§ **TRECHO DO DOCUMENTO**:
#####
Jobi, 70  – CartaCapital

Em um país em que a taxa de mortalidade de bares e restaurantes é alta — sete em cada dez fecham antes de completar cinco anos — chegar às sete décadas é motivo de celebração e memória. É o caso do Jobi, no Leblon, que em 2026 completa 70 anos de portas abertas na avenida Ataulfo de Paiva, 1166. Para marcar a data, o bar ganhará um livro, a ser editado pela Barléu.

A ideia nasceu de forma despretensiosa, em um fim de tarde em que a produtora cultural Renata Carvalho saboreava um chope no Jobi, frequentado pela sua família há décadas. Na parede, chamou sua atenção a data do alvará de funcionamento: 1956. Era a senha para que ela compartilhasse a descoberta com três amigas de infância — Elina, dentista, a irmã Carla, médica, e a prima Eliana, advogada. As três representam a terceira geração à frente do bar e acolheram a proposta de transformar a história do Jobi em livro.

Desde julho, Renata vem recolhendo histórias sobre o Jobi e seus frequentadores. Para isso, criou até um e-mail específico — Jobi70anos@gmail.com —, aberto a dicas, lembranças e curiosidades. A cada contribuição, descobre novos detalhes. Uma das perguntas mais recorrentes é sobre a origem do nome do bar. Mesmo Renata, que cresceu vendo os pais comerem no Jobi, só recentemente se deu conta da resposta: o bar recebeu o nome do próprio prédio em que funciona.
#####
§ **DESCRIÇÃO DA TAREFA**: Reproduza na íntegra o texto sobre os 70 anos do Jobi, sem alterar nenhuma palavra.

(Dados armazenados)
#####
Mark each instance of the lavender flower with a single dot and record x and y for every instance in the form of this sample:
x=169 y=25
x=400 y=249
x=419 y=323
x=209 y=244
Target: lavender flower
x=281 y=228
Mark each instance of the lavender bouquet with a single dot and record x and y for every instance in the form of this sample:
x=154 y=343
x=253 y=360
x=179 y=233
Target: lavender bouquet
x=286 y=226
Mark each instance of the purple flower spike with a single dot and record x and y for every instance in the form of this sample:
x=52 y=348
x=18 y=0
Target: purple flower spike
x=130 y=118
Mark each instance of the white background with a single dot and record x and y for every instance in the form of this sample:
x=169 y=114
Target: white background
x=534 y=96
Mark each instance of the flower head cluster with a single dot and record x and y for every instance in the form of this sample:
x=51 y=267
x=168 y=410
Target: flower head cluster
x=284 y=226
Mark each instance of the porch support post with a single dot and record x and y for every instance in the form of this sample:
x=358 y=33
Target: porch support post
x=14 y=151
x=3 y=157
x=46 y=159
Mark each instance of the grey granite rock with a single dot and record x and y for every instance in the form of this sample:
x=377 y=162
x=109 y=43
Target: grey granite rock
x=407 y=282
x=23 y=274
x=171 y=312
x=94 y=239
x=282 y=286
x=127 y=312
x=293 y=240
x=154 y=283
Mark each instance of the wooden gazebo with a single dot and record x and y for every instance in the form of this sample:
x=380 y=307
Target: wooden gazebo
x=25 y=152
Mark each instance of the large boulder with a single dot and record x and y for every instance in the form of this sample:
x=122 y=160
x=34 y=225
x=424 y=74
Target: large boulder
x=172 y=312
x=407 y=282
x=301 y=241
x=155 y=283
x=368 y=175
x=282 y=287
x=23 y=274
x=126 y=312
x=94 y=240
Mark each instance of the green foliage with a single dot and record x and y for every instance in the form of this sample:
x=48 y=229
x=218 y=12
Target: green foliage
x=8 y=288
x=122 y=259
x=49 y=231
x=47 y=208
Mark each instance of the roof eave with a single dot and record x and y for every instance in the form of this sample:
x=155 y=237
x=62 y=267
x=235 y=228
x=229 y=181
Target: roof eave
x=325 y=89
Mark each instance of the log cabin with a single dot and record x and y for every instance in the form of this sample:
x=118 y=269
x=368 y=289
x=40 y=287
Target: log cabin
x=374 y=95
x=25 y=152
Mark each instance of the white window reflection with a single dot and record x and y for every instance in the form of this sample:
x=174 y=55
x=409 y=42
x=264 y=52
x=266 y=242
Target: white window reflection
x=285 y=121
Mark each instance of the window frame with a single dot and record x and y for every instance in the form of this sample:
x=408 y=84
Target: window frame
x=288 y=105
#####
§ **RESPOSTA**:
Jobi, 70  – CartaCapital

Em um país em que a taxa de mortalidade de bares e restaurantes é alta — sete em cada dez fecham antes de completar cinco anos — chegar às sete décadas é motivo de celebração e memória. É o caso do Jobi, no Leblon, que em 2026 completa 70 anos de portas abertas na avenida Ataulfo de Paiva, 1166. Para marcar a data, o bar ganhará um livro, a ser editado pela Barléu.

A ideia nasceu de forma despretensiosa, em um fim de tarde em que a produtora cultural Renata Carvalho saboreava um chope no Jobi, frequentado pela sua família há décadas. Na parede, chamou sua atenção a data do alvará de funcionamento: 1956. Era a senha para que ela compartilhasse a descoberta com três amigas de infância — Elina, dentista, a irmã Carla, médica, e a prima Eliana, advogada. As três representam a terceira geração à frente do bar e acolheram a proposta de transformar a história do Jobi em livro.

Desde julho, Renata vem recolhendo histórias sobre o Jobi e seus frequentadores. Para isso, criou até um e-mail específico — Jobi70anos@gmail.com —, aberto a dicas, lembranças e curiosidades. A cada contribuição, descobre novos detalhes. Uma das perguntas mais recorrentes é sobre a origem do nome do bar. Mesmo Renata, que cresceu vendo os pais comerem no Jobi, só recentemente se deu conta da resposta: o bar recebeu o nome do próprio prédio em que funciona.